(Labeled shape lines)
— Begin —
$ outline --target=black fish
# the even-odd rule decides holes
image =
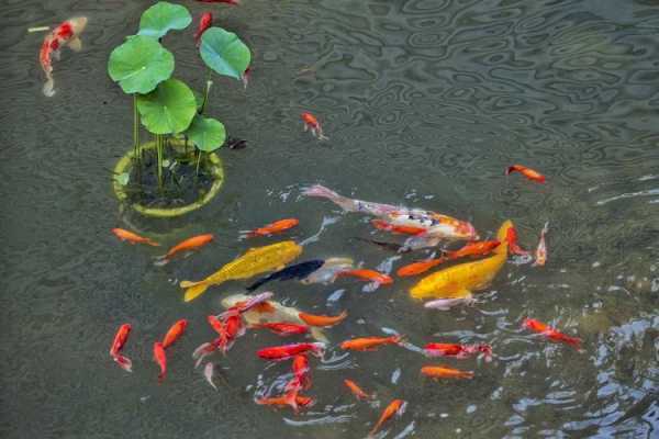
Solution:
[[[303,280],[309,274],[323,267],[323,263],[325,263],[325,261],[322,259],[313,259],[310,261],[295,263],[294,266],[290,266],[279,271],[275,271],[273,273],[259,279],[252,285],[247,286],[247,291],[254,291],[264,283],[273,281],[275,279],[279,279],[280,281],[289,281],[291,279]]]

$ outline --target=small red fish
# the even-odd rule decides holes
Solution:
[[[515,227],[509,227],[507,228],[507,230],[505,232],[505,239],[509,241],[509,248],[511,250],[511,254],[513,254],[513,255],[521,255],[521,256],[527,256],[527,255],[529,255],[528,251],[523,250],[517,245],[517,230],[515,229]]]
[[[527,318],[524,320],[524,327],[535,333],[539,333],[550,339],[551,341],[560,341],[570,345],[577,350],[581,350],[581,339],[577,337],[570,337],[551,326],[544,324],[539,320]]]
[[[199,47],[199,44],[201,43],[201,35],[203,35],[206,29],[212,25],[213,14],[210,12],[202,13],[201,18],[199,19],[199,27],[197,27],[197,32],[194,32],[194,44],[197,44],[197,47]]]
[[[378,282],[381,285],[387,285],[393,282],[390,275],[384,273],[380,273],[375,270],[366,270],[366,269],[355,269],[355,270],[345,270],[336,273],[338,277],[351,275],[365,281],[369,282]]]
[[[261,323],[252,325],[252,327],[255,329],[270,329],[272,333],[278,334],[280,336],[292,336],[295,334],[309,333],[309,326],[283,322]]]
[[[116,363],[125,370],[126,372],[133,371],[133,362],[130,358],[122,356],[120,352],[123,349],[124,345],[129,340],[129,335],[131,334],[131,324],[123,324],[119,327],[116,335],[114,336],[114,340],[112,341],[112,346],[110,347],[110,356],[116,361]]]
[[[161,383],[167,374],[167,356],[165,348],[160,341],[154,344],[154,361],[160,367],[160,374],[158,374],[158,382]]]
[[[304,132],[311,130],[311,134],[313,134],[313,136],[319,140],[330,139],[330,137],[323,135],[321,123],[311,113],[302,112],[300,113],[300,117],[302,117],[302,122],[304,122]]]
[[[299,353],[311,352],[316,357],[321,357],[325,350],[325,345],[322,342],[302,342],[284,346],[276,346],[272,348],[264,348],[256,354],[265,360],[287,360]]]
[[[546,181],[545,176],[522,165],[513,165],[505,170],[506,176],[510,176],[511,172],[520,172],[527,179],[538,183],[544,183]]]
[[[169,348],[171,345],[175,344],[176,340],[181,338],[181,336],[186,331],[187,327],[188,327],[188,320],[186,320],[185,318],[175,323],[169,328],[169,330],[167,331],[167,335],[165,336],[165,341],[163,341],[163,348],[164,349]]]
[[[289,228],[293,228],[298,224],[300,224],[300,221],[297,218],[286,218],[276,221],[275,223],[270,223],[259,228],[255,228],[254,230],[242,230],[241,233],[247,238],[254,238],[256,236],[270,236],[288,230]]]

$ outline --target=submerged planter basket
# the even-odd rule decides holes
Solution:
[[[185,143],[179,139],[172,139],[171,145],[175,148],[183,148]],[[141,149],[143,151],[155,149],[155,148],[156,148],[155,142],[148,142],[141,146]],[[131,167],[133,165],[134,156],[135,156],[134,150],[130,150],[129,153],[126,153],[116,162],[116,166],[114,167],[114,175],[119,176],[124,172],[130,172]],[[180,215],[185,215],[189,212],[192,212],[192,211],[203,207],[217,194],[217,192],[220,192],[220,189],[222,188],[222,184],[224,183],[224,168],[222,167],[222,160],[215,153],[209,154],[206,159],[204,161],[202,161],[201,166],[203,168],[205,168],[212,176],[213,183],[211,184],[211,188],[202,198],[200,198],[196,202],[183,205],[183,206],[179,206],[179,207],[169,207],[169,209],[168,207],[147,207],[139,203],[132,203],[132,202],[130,202],[129,194],[125,191],[126,187],[122,185],[119,181],[116,181],[116,179],[113,179],[112,188],[114,189],[114,194],[119,199],[120,203],[130,204],[130,206],[133,210],[137,211],[142,215],[161,217],[161,218],[180,216]]]

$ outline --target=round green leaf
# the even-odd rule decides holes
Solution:
[[[170,30],[180,31],[188,27],[192,16],[186,7],[159,1],[142,14],[137,35],[160,38]]]
[[[241,79],[252,60],[249,47],[232,32],[210,27],[201,35],[201,59],[220,75]]]
[[[226,130],[222,122],[199,114],[194,116],[186,134],[199,149],[205,153],[220,148],[226,139]]]
[[[142,124],[154,134],[185,131],[197,114],[192,90],[178,79],[168,79],[148,94],[137,97]]]
[[[126,93],[148,93],[169,79],[174,55],[154,38],[133,36],[114,48],[108,61],[108,74]]]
— End —
- Short exercise -
Copy every line above word for word, omitting the pictures.

- Finished answer -
$ outline --target=black fish
# the even-odd rule decides holes
image =
Solution:
[[[303,280],[309,274],[323,267],[323,263],[325,263],[325,261],[322,259],[313,259],[310,261],[295,263],[294,266],[290,266],[279,271],[275,271],[273,273],[259,279],[252,285],[247,286],[247,291],[254,291],[264,283],[273,281],[275,279],[279,279],[280,281],[289,281],[291,279]]]

$ outline --target=small red fish
# the even-odd rule decides holes
Solution:
[[[515,227],[509,227],[507,228],[507,230],[505,232],[505,239],[509,241],[509,248],[511,250],[511,254],[513,254],[513,255],[521,255],[521,256],[527,256],[527,255],[529,255],[528,251],[523,250],[517,245],[517,230],[515,229]]]
[[[527,318],[524,320],[524,327],[535,333],[539,333],[550,339],[551,341],[560,341],[570,345],[577,350],[581,350],[581,339],[577,337],[570,337],[551,326],[544,324],[539,320]]]
[[[199,47],[199,44],[201,43],[201,35],[203,35],[206,29],[212,25],[213,14],[210,12],[202,13],[201,18],[199,19],[199,27],[197,27],[197,32],[194,32],[194,44],[197,44],[197,47]]]
[[[378,282],[381,285],[387,285],[393,282],[390,275],[384,273],[380,273],[375,270],[366,270],[366,269],[355,269],[355,270],[345,270],[336,273],[338,277],[351,275],[365,281],[369,282]]]
[[[261,323],[252,325],[252,327],[255,329],[270,329],[272,333],[278,334],[280,336],[292,336],[295,334],[309,333],[309,326],[283,322]]]
[[[116,363],[125,370],[126,372],[133,371],[133,362],[130,358],[122,356],[120,352],[123,349],[124,345],[129,340],[129,335],[131,334],[131,324],[123,324],[119,327],[116,335],[114,336],[114,340],[112,341],[112,346],[110,347],[110,356],[116,361]]]
[[[161,383],[167,374],[167,356],[165,348],[160,341],[154,344],[154,361],[160,367],[160,374],[158,374],[158,382]]]
[[[304,132],[311,130],[311,134],[313,134],[313,136],[319,140],[330,139],[330,137],[323,135],[321,123],[311,113],[302,112],[300,113],[300,117],[302,117],[302,122],[304,122]]]
[[[299,353],[311,352],[316,357],[321,357],[325,350],[325,345],[322,342],[302,342],[284,346],[276,346],[272,348],[264,348],[256,354],[265,360],[287,360]]]
[[[546,181],[545,176],[522,165],[513,165],[505,170],[506,176],[510,176],[511,172],[520,172],[527,179],[538,183],[544,183]]]
[[[169,348],[171,345],[175,344],[176,340],[181,338],[181,336],[186,331],[187,327],[188,327],[188,320],[186,320],[185,318],[175,323],[169,328],[169,330],[167,331],[167,335],[165,336],[165,341],[163,341],[163,348],[164,349]]]
[[[289,228],[293,228],[298,224],[300,224],[300,221],[297,218],[286,218],[276,221],[275,223],[270,223],[259,228],[255,228],[254,230],[242,230],[241,233],[247,238],[254,238],[256,236],[270,236],[288,230]]]

$ outline --target=submerged planter basket
# the even-odd rule decides holes
Solution:
[[[185,143],[179,139],[172,139],[171,145],[175,148],[183,148]],[[141,149],[143,151],[155,149],[155,148],[156,148],[155,142],[148,142],[141,146]],[[131,167],[133,165],[134,156],[135,156],[134,150],[130,150],[129,153],[126,153],[116,162],[116,166],[114,167],[114,175],[119,176],[124,172],[130,172]],[[180,215],[185,215],[189,212],[192,212],[192,211],[203,207],[217,194],[217,192],[220,192],[220,189],[222,188],[222,184],[224,183],[224,168],[222,167],[222,160],[215,153],[209,154],[206,159],[204,161],[202,161],[201,166],[203,168],[205,168],[212,176],[213,183],[211,184],[211,188],[202,198],[200,198],[196,202],[183,205],[183,206],[179,206],[179,207],[169,207],[169,209],[168,207],[147,207],[139,203],[132,203],[132,202],[130,202],[129,194],[125,191],[126,187],[122,185],[119,181],[116,181],[116,179],[113,179],[112,188],[114,189],[114,194],[119,199],[120,203],[130,204],[130,206],[133,210],[137,211],[142,215],[161,217],[161,218],[180,216]]]

$ outline --target=round green leaf
# the even-odd rule decides holes
Solution:
[[[170,30],[180,31],[188,27],[192,16],[186,7],[159,1],[142,14],[137,35],[160,38]]]
[[[241,79],[252,60],[249,47],[232,32],[210,27],[201,35],[201,59],[220,75]]]
[[[226,130],[222,122],[199,114],[194,116],[186,134],[199,149],[205,153],[220,148],[226,139]]]
[[[142,124],[154,134],[185,131],[197,114],[192,90],[178,79],[168,79],[148,94],[137,97]]]
[[[126,93],[148,93],[169,79],[174,55],[154,38],[133,36],[114,48],[108,61],[108,74]]]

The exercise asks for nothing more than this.